• _SOURCE PASSAGE_:
- - - - - - -

Okay, so instead of using a version number we use a random transaction stamp (this could be a random number plus some hashed in data that is being transacted, etc. to make it really unique). Then instead of a version number property, we add a transaction stamp list that holds, for example, the last 5 or 10 stamps, or however many you want. So it goes like this:

1.) open a transaction 
2.) perform update
3.) add unique transaction stamp to list, if list has reached maximum remove the oldest one (FIFO).
4.) commit transaction
5.) if everything is fine, go on our merry way
6.) if exception is generated, then re-query the entity if the entity has "our" unique timestamp in its list then the transaction really did succeed, if not then the transaction really did fail. 

Well, that's my idea,
Stephen
CortexConnect

Stephen Johnson

unread,
Jul 28, 2011, 1:31:34 PM7/28/11
to google-a...@googlegroups.com
Oops, I meant that "your transaction is NOT idempotent", duh.

Joshua Smith

unread,
Jul 28, 2011, 1:48:25 PM7/28/11
to google-a...@googlegroups.com

> 6.) if exception is generated, then re-query the entity if the entity has "our" unique timestamp in its list then the transaction really did succeed, if not then the transaction really did fail.

Could work, except that you'll need to do #6 with a task queue task, because in the case of an exception, they only say it might "eventually" make it into the database. So if you just requery and it isn't there, then you don't know that it didn't succeed… you just know it didn't succeed *yet*. And since the exception which leads to this problem is "InternalError", and we know when those start coming up you can expect to see them continue for a long time, you're going to have a lot of stuff in that queue.

So that means you need to throw this check into the task queue, and keep checking it for a while. Which probably means you need to have a really big list of "recent" transactions (not just 10).

This hack is similar to what I suggested, which is to create a transaction record in the database as a child of the entity you are updating in the transaction. When you get the exception, you wait a while (how long???) and then see if the transaction record exists using an ancestor query. If it does, then the transaction succeeded, and if not, then it didn't. This avoids having to add goofy hacky attributes to the thing you are updating, and in principle, you can schedule a task to delete any transaction records for successful transactions (or periodically sweep up old ones with a cron job).

So, I suppose, it is possible to create a framework that can really do transactions using the building blocks GAE has provided us, but to say that GAE supports transactions on its own is a stretch.

-Joshua

Stephen Johnson

unread,
Jul 28, 2011, 2:24:18 PM7/28/11
to google-a...@googlegroups.com
I should have mentioned that the re-fetch should be done in a transaction, which should take away the "eventually" part since from what I've gathered I think you're reading directly from the master transaction log. As for the continuous timing out due to datastore issues then you'd have to fallback to the task queue as Joshua has stated. It's not a perfect solution but oh well.


--

Robert Kluin

unread,
Jul 28, 2011, 4:50:36 PM7/28/11
to google-a...@googlegroups.com
On Thu, Jul 28, 2011 at 12:31, Stephen Johnson <onepag...@gmail.com> wrote:
> This does seem to be a conundrum. I'll offer up an idea for those instances
> where this behavior is of concern. It's not a great solution but if you need
> to guarantee that a transaction definitely succeeds and your transaction is
> idempotent then maybe this or some variation will help.

- - - - - - -

(Location identification entries)
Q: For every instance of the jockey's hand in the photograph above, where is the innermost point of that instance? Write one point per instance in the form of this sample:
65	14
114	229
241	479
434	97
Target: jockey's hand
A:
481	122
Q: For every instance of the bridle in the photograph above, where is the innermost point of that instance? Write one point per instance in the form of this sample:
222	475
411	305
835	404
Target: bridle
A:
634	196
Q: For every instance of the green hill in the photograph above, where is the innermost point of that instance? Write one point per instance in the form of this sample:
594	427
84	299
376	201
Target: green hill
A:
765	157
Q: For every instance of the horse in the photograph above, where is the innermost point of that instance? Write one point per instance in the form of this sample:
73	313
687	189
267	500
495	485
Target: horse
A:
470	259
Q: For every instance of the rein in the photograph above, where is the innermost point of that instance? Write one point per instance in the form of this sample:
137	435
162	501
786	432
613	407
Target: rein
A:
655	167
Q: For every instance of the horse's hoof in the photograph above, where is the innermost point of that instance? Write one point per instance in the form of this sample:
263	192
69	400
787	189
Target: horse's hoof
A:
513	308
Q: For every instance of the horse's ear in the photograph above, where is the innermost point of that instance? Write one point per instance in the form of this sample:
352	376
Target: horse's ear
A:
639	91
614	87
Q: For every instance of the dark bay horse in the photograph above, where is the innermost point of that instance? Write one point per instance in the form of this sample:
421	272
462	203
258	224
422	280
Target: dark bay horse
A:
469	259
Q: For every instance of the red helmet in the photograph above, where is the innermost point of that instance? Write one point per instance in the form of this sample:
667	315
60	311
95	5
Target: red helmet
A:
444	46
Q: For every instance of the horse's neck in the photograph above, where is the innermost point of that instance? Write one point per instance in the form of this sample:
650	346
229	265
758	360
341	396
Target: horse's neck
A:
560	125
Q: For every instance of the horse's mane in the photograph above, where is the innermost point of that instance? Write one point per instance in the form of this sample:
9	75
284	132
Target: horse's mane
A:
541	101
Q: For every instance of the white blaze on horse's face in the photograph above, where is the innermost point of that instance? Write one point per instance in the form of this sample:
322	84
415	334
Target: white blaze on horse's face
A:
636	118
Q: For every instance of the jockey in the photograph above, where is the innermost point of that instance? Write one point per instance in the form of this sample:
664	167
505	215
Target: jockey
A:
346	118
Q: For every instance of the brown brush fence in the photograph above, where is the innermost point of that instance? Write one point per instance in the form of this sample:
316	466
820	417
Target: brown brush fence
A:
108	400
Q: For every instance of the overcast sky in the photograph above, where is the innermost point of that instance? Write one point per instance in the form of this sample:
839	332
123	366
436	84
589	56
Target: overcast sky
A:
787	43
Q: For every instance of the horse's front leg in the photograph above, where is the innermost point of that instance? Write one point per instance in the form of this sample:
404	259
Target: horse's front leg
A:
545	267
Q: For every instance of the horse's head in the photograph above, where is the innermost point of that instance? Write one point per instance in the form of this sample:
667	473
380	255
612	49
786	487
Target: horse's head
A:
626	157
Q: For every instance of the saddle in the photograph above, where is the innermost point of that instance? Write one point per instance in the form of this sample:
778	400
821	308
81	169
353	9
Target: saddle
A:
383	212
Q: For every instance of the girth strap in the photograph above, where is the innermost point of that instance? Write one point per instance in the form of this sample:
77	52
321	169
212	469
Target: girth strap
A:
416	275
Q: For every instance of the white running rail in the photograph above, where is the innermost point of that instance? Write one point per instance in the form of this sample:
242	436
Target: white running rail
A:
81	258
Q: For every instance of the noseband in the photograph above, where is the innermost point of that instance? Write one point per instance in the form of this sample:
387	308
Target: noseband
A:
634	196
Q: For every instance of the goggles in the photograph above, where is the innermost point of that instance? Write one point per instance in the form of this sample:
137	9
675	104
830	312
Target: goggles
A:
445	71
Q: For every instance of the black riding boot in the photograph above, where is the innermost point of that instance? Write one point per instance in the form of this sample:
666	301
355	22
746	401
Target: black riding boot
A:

- - - - - - -

• _TASK REQUIREMENTS_:
- 1) Reproduce the forum thread word for word from "Robert Kluin" to "variation will help.".
- 2) Answer these questions using the forum thread.
(a) In the proposed steps, what happens to the oldest stamp when the transaction stamp list has reached its maximum?
(b) Which exception does Joshua Smith name as the one that leads to the problem?
(c) What kind of query does Joshua Smith suggest for checking whether the transaction record exists?

• _COMPLETED EXERCISE_:
- 1)
Robert Kluin

unread,
Jul 28, 2011, 4:50:36 PM7/28/11
to google-a...@googlegroups.com
On Thu, Jul 28, 2011 at 12:31, Stephen Johnson <onepag...@gmail.com> wrote:
> This does seem to be a conundrum. I'll offer up an idea for those instances
> where this behavior is of concern. It's not a great solution but if you need
> to guarantee that a transaction definitely succeeds and your transaction is
> idempotent then maybe this or some variation will help.

- 2)
(a) It is removed (FIFO).
(b) "InternalError".
(c) An ancestor query.